Textauszug:
-----
Zermatt gilt als eine der erfolgreichsten Alpendestinationen in der Schweiz. Ein starker Gästemix, der legendäre Glacier Express und selbstverständlich das Matterhorn machen das Walliser Bergdorf zu einem beliebten Reiseziel. Doch auch in Zermatt bereitet man sich auf die Zukunft vor. Daniel Luggen ist seit 2007 Direktor von Zermatt Tourismus und verfolgt eine klare Strategie. Ausländische Investoren findet man hier kaum, das Bergdorf am Fusse des bekanntesten Viertausenders der Schweiz will vor allem eins: Eigenständigkeit.

Autorin: Isabelle Riederer

PRESTIGE BUSINESS: Die Tourismusbranche ist im Wandel. Wie sehen Sie diesen Wandel und was kommt auf Zermatt in den kommenden Jahren zu?

Daniel Luggen: Die Welt ist in Bewegung, entsprechend muss auch der Tourismus ständig reagieren und agieren. Die grossen Herausforderungen liegen in den Bereichen der Nachhaltigkeit, aber auch die Wettbewerbsfähigkeit muss gestärkt werden. Intern beschäftigen uns auch Themen wie die Nachfolgeregelung in der für uns so wichtigen inhabergeführten Hotellerie sowie die genügende Rekrutierung guter Fachkräfte. Als Tourismusdestination gelingt die Lösung dieser Themen nur übergeordnet und gemeinsam. In Zermatt haben wir schon seit vielen Jahren eine Strategiegruppe bestehend aus den verschiedenen Leistungspartnern der Destination. Gemeinsam werden die Stossrichtung und die Entwicklung der Destination Zermatt–Matterhorn definiert und Lösungen für die aktuellen und zukünftigen Themen gesucht.
-----
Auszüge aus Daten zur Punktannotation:
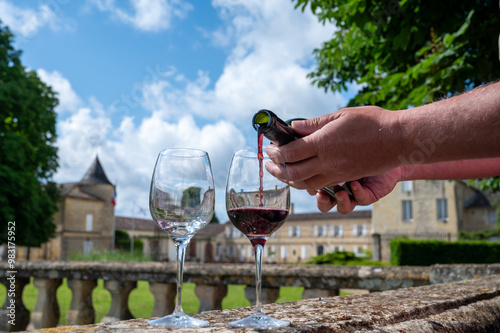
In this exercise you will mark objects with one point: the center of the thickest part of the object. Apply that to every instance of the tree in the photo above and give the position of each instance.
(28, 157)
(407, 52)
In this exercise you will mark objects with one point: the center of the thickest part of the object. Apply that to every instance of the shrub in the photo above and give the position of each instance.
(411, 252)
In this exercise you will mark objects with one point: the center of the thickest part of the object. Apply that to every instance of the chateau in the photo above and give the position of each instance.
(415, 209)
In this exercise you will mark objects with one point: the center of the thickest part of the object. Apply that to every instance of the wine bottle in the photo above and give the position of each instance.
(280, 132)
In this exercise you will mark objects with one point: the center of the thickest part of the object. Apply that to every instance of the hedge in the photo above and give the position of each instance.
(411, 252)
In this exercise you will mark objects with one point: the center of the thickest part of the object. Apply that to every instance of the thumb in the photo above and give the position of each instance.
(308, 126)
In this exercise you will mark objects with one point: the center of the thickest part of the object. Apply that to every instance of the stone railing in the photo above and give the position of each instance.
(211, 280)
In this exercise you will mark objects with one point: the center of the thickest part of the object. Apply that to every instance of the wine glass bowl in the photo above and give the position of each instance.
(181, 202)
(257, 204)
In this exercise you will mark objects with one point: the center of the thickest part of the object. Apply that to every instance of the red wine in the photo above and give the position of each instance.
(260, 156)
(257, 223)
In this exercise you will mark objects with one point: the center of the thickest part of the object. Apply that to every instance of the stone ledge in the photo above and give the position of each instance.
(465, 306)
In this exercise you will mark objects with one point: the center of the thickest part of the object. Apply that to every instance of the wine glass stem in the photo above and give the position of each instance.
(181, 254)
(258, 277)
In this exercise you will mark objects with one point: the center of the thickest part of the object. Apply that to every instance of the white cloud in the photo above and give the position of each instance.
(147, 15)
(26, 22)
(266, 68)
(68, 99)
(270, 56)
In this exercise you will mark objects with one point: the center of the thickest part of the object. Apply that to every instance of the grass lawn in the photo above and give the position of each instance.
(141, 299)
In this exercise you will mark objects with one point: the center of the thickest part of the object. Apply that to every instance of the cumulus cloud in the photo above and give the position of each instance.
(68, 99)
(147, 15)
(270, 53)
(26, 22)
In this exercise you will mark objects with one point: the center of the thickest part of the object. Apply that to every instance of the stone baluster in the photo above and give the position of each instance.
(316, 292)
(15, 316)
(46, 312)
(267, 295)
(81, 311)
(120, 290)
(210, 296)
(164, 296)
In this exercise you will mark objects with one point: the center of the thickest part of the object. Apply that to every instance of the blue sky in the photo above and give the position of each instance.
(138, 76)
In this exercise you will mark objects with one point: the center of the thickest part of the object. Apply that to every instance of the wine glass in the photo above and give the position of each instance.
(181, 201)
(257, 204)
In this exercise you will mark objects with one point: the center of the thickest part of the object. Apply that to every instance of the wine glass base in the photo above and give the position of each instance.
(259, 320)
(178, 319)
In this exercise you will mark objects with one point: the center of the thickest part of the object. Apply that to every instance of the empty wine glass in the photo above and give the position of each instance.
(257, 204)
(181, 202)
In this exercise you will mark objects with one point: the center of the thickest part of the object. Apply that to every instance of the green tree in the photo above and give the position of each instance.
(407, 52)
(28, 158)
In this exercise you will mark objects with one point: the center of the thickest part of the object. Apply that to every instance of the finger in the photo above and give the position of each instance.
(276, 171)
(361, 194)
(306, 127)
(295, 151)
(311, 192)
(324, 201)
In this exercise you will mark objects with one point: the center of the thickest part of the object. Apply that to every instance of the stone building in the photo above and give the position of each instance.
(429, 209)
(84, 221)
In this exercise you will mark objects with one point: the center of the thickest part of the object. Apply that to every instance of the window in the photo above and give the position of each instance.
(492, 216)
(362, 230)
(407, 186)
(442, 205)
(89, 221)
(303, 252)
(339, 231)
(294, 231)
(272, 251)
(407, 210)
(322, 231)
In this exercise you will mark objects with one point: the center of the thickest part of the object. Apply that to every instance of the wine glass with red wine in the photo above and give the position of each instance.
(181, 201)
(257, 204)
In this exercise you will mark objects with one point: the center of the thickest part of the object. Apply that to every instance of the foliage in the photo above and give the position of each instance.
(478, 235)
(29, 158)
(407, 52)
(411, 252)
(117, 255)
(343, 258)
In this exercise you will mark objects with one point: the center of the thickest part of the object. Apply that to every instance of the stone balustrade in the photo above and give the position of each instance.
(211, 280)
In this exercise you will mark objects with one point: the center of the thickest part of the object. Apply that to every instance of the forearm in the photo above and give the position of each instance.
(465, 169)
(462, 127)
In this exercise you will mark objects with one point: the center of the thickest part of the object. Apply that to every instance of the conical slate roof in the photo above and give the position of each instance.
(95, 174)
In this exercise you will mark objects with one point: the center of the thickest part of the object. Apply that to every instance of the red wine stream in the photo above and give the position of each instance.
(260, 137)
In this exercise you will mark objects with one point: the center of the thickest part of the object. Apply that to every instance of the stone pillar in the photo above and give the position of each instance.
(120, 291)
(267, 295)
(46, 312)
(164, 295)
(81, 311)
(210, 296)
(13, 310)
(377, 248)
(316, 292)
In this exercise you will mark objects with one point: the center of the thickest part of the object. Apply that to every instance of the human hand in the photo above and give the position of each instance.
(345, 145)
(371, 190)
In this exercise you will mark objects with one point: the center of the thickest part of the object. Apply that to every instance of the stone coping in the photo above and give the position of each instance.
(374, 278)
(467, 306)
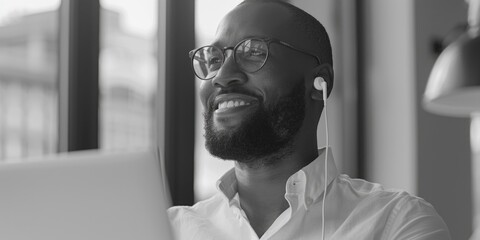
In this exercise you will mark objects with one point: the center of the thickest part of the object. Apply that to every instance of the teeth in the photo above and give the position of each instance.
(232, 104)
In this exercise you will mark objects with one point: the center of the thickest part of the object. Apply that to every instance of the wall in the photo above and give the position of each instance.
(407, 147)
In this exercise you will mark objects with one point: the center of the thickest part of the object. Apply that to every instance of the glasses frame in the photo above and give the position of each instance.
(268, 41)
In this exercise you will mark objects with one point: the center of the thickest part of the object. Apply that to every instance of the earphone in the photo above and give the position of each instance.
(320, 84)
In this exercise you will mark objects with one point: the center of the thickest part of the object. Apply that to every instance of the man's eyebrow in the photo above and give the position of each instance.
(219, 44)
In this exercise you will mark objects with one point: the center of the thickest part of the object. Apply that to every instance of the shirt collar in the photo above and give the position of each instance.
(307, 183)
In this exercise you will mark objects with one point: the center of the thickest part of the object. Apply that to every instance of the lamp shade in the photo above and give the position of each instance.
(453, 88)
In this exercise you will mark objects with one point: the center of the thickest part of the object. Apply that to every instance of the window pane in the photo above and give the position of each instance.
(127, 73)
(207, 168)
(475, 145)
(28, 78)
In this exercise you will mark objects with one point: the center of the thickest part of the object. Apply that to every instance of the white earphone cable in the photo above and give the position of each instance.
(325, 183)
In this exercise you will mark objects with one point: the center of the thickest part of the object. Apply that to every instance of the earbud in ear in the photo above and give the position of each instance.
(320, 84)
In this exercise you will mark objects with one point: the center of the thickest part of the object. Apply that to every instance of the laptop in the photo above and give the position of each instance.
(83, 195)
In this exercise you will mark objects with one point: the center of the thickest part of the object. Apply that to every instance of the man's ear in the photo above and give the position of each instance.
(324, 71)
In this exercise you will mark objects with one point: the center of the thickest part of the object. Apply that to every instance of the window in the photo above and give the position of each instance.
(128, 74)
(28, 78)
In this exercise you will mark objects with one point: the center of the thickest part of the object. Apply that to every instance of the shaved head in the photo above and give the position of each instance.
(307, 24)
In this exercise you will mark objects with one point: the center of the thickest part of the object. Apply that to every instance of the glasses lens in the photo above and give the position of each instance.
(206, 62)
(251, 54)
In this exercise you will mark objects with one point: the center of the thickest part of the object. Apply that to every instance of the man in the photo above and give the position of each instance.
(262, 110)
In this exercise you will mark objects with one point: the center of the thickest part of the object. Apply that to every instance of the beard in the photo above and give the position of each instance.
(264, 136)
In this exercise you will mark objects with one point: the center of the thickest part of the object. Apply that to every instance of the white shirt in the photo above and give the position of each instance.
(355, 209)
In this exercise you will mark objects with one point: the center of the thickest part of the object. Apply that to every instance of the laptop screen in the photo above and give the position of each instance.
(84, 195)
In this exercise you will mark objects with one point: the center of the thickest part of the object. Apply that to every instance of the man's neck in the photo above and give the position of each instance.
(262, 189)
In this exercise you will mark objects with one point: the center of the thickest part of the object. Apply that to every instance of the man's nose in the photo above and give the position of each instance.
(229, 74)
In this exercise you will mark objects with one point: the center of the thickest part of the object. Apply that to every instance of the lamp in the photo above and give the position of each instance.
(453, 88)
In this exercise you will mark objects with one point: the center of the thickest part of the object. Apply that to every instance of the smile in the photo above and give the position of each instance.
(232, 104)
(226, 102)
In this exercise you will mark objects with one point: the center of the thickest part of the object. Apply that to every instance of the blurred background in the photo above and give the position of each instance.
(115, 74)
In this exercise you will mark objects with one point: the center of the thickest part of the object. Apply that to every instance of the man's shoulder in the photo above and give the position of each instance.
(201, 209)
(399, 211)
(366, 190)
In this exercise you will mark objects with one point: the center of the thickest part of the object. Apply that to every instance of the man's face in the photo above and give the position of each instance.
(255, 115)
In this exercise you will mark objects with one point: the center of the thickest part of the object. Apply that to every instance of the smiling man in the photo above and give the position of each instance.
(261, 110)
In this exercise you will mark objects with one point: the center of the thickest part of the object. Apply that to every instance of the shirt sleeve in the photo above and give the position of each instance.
-----
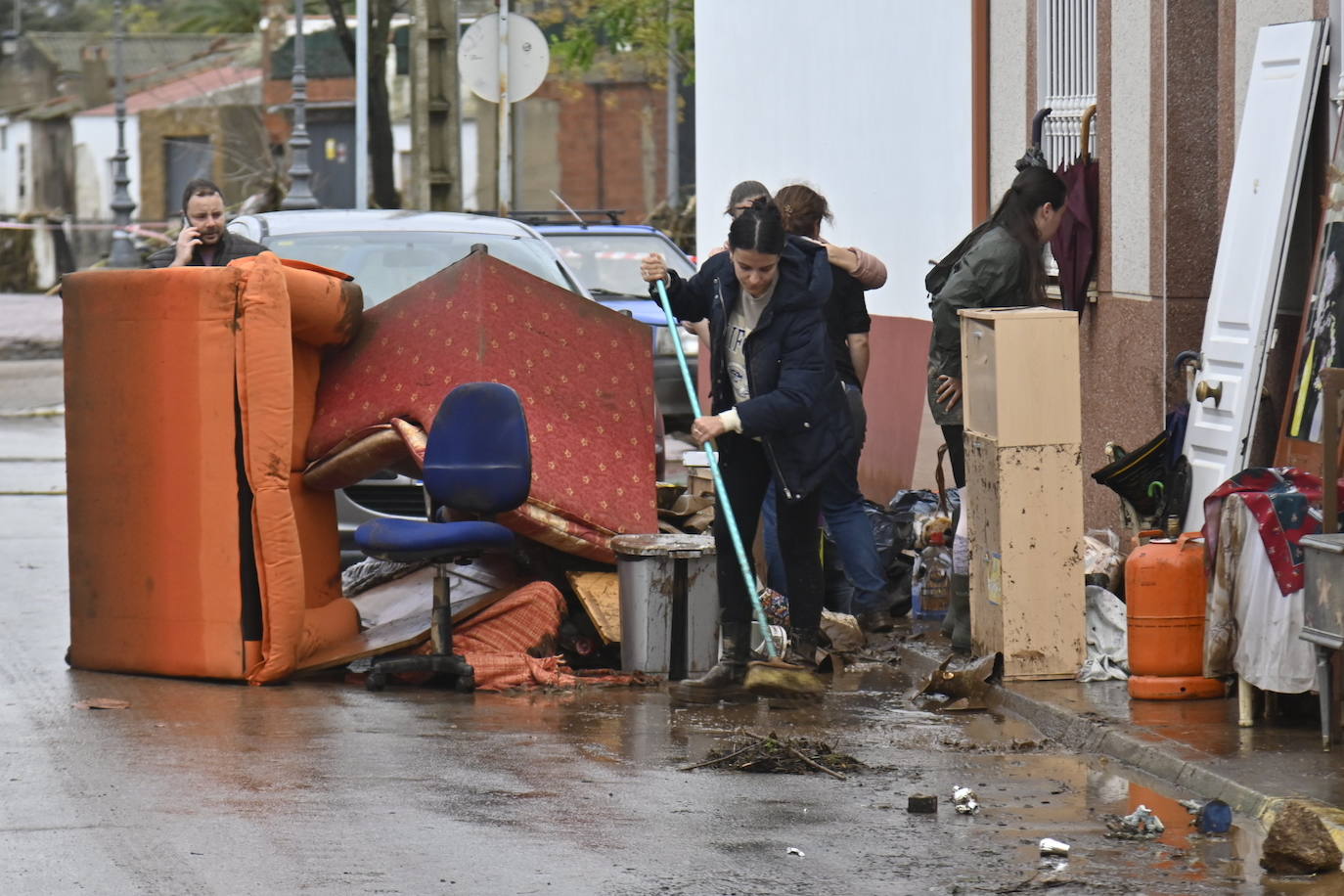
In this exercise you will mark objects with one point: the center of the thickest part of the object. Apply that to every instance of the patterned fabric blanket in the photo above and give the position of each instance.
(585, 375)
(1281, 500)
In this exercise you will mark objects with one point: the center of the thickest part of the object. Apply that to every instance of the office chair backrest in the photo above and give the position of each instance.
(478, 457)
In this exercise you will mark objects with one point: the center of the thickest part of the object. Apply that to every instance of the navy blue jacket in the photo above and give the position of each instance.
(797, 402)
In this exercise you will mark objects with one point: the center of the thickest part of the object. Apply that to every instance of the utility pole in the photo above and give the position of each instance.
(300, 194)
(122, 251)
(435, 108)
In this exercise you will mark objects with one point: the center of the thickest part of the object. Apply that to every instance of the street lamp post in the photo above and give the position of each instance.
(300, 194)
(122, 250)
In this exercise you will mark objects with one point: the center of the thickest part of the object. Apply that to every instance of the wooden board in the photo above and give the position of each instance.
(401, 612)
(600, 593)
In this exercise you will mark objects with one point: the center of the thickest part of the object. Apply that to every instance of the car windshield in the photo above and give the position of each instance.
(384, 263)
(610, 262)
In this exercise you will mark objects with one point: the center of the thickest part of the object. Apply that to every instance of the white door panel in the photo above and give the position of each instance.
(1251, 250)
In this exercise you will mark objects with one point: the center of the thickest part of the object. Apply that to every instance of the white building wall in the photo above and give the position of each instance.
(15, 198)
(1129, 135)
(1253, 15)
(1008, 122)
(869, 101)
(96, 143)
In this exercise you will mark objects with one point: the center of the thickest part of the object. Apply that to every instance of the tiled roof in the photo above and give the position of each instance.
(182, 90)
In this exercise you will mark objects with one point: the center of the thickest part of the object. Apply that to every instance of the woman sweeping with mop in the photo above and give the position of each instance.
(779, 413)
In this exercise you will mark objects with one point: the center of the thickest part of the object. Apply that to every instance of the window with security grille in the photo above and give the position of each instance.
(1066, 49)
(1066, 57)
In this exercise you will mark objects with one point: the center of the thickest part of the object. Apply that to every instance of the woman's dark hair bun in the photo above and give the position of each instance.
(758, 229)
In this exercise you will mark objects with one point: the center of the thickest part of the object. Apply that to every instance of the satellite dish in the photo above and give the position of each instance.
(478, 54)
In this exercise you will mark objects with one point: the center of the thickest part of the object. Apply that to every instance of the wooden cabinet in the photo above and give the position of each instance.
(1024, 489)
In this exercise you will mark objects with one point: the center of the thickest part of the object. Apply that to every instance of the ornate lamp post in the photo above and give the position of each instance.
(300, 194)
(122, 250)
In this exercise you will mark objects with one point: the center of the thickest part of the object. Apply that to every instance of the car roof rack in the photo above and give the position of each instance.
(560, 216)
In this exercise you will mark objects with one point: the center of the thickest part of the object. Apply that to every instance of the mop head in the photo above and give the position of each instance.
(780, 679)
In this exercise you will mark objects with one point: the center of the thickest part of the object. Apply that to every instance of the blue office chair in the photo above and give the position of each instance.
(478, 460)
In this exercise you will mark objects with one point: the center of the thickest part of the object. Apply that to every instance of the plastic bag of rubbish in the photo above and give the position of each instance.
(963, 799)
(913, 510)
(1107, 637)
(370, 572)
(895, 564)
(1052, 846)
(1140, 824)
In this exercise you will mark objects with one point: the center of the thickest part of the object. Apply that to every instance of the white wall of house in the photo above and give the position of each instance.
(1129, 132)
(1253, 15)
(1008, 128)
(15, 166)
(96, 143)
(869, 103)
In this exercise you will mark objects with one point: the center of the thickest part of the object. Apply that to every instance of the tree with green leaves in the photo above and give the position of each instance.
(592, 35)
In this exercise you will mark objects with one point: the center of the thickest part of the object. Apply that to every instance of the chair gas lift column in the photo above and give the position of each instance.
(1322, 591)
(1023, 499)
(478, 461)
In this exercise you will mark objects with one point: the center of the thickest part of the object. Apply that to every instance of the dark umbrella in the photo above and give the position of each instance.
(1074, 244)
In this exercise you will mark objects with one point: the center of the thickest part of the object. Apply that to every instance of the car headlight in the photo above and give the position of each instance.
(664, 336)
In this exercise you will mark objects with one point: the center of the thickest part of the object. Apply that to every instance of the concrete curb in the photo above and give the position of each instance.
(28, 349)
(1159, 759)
-----
Anforderungen:
**1.** Beantworte zum Text über Zermatt Tourismus diese Fragen:
(a) Seit welchem Jahr ist Daniel Luggen Direktor von Zermatt Tourismus?
(b) Was will das Bergdorf laut Text vor allem?
(c) Woraus besteht die Strategiegruppe in Zermatt?
**2.** Übernimm aus den Datensätzen die Zeilen unverändert: Beginne bei der Zeile mit "of the dark" und höre nach der Zeile mit "(1159, 759)" auf.
Der Text und die Datensätze sind voneinander unabhängiges Material.

Lösungen:
**1.**
(a) Seit 2007.
(b) Eigenständigkeit.
(c) Aus den verschiedenen Leistungspartnern der Destination.

**2.**
In this exercise you will mark objects with one point: the center of the thickest part of the object. Apply that to every instance of the dark umbrella in the photo above and give the position of each instance.
(1074, 244)
In this exercise you will mark objects with one point: the center of the thickest part of the object. Apply that to every instance of the car headlight in the photo above and give the position of each instance.
(664, 336)
In this exercise you will mark objects with one point: the center of the thickest part of the object. Apply that to every instance of the concrete curb in the photo above and give the position of each instance.
(28, 349)
(1159, 759)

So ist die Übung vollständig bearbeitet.